§ **EXTRACTED DATA**
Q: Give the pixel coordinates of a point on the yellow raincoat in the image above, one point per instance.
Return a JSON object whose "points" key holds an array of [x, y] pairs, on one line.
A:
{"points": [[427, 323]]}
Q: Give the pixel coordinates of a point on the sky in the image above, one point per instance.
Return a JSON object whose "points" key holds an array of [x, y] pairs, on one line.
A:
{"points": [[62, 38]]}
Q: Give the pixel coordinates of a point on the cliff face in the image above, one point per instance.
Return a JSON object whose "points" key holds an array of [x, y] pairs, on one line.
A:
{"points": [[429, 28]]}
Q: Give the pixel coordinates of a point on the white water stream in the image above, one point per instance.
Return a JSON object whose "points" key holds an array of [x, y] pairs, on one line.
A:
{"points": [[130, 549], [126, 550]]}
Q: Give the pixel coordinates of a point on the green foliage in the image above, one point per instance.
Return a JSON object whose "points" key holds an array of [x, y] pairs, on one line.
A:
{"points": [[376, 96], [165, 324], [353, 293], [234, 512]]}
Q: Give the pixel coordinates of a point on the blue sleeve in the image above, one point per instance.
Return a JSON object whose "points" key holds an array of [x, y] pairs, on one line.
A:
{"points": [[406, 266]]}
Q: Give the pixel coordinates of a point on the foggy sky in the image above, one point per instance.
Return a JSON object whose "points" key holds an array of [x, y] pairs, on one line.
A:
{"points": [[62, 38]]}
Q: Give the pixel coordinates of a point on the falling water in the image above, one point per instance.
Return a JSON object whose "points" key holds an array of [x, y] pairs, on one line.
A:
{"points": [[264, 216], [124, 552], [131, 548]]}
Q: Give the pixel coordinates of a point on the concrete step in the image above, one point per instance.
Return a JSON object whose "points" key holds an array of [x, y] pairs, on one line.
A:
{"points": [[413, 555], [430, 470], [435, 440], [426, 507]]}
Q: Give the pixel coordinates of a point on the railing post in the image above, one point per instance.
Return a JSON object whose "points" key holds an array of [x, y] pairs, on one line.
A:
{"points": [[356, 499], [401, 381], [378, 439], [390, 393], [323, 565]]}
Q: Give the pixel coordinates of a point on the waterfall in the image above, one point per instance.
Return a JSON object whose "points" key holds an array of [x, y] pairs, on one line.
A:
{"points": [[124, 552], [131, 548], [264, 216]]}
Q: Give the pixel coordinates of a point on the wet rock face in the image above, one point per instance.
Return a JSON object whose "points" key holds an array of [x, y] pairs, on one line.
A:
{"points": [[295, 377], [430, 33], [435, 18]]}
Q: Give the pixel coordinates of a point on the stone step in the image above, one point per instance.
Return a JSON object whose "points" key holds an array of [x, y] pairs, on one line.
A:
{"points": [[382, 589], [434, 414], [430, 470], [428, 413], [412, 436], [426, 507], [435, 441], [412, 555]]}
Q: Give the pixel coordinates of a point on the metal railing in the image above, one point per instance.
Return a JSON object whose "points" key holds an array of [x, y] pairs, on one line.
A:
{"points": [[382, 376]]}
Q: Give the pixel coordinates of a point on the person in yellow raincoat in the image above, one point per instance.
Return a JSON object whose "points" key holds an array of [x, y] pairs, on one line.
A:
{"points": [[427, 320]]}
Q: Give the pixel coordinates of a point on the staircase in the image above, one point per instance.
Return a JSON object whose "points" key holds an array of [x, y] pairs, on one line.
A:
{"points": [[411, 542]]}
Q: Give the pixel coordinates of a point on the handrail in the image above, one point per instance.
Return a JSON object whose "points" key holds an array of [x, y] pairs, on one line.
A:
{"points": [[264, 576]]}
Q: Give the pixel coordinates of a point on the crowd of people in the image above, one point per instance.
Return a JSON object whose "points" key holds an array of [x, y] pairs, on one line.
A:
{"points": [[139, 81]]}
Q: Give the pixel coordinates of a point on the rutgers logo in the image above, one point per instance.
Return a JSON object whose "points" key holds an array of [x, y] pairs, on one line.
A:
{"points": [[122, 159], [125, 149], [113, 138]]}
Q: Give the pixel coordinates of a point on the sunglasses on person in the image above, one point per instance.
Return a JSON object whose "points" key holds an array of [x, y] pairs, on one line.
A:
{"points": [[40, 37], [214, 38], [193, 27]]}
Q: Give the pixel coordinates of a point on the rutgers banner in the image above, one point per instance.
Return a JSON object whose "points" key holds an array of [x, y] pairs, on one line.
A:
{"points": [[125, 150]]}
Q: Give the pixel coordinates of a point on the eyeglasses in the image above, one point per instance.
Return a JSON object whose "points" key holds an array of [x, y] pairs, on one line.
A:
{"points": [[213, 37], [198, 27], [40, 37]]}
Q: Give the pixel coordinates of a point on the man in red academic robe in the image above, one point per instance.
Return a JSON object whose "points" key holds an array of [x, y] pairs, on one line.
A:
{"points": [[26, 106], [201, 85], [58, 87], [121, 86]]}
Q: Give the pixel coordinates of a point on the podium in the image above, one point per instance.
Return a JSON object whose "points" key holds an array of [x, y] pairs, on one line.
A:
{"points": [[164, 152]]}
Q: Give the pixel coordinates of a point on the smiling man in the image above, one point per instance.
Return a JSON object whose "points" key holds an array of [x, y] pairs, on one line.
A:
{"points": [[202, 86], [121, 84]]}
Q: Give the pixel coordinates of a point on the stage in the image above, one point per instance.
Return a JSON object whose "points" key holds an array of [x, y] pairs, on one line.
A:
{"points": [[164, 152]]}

§ **EXERCISE DESCRIPTION**
Scan the lines above for the word "person" and copy every one where it occurs.

§ **ANSWER TO THIS PROBLEM**
Q: Give the pixel coordinates of a point on the person in yellow raincoat in the image above, one point per instance.
Q: Give the pixel coordinates of a point on the sunglasses on person in the image above, one point per instance.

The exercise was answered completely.